Squat is set in an inner-city environment, and tells the story of characters whose names hardly sound like names at all. For most of the people who read the book, it will be quite an unfamiliar landscape, and the rules of the survival game in that world are somewhat different than those most readers face each day.


The book is targeted specifically at those readers who find this world so unfamiliar. It seeks to bring us nearer, to make the problems, in all their urgencies, seem more real, more believable, to us. And, at least for this reader, it works.

The use of workers at a downtown food and shelter mission works to bring us into this foreign world. Those are the people more like us (though perhaps armed with a little more compassion than most of us, if we are honest). They are not, however, the main characters. And part of what is effective about their appearance in the novel is the way we get a little glimpse of how these "outsiders" are viewed by the "street people" who are at the center of the action.

#### Set of tasks
1. In the review of Squat, rewrite the passage from "Squat is set in" to "reader, it works.", substituting "strange" for "unfamiliar".
2. In the review of Squat, list every word that comes directly after the word "more", in order of appearance.
3. Write the next part of the review of Squat, following on from its final sentence.

#### Collected data
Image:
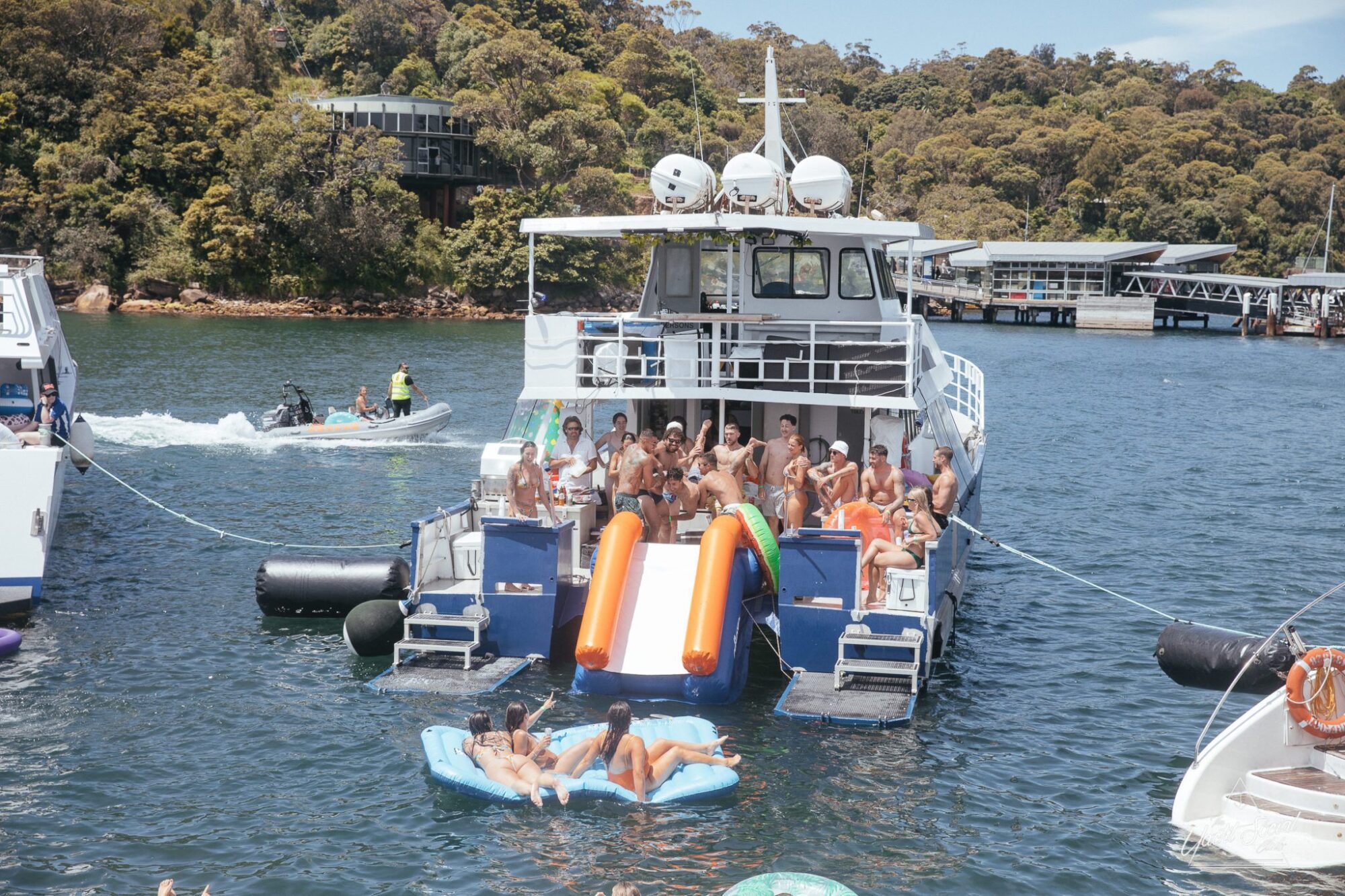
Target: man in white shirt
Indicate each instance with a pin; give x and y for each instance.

#### Task-by-task outputs
1.
Squat is set in an inner-city environment, and tells the story of characters whose names hardly sound like names at all. For most of the people who read the book, it will be quite an strange landscape, and the rules of the survival game in that world are somewhat different than those most readers face each day.


The book is targeted specifically at those readers who find this world so strange. It seeks to bring us nearer, to make the problems, in all their urgencies, seem more real, more believable, to us. And, at least for this reader, it works.

2. real, believable, like, compassion

3.
Squat is a good read. I finished it in a day or two, hardly able to put it down. It is one I can gladly recommend to other readers.

Reviewed by Shelly Bryant 2009



From Squat: a Novel


Squat, by Taylor Field, is a fictionalized interpretation of the author's experiences working as a missionary to homeless people. The objective of Field's first novel is to bring the problem of homelessness to the attention of those who have an address, a checkbook, and a conscience.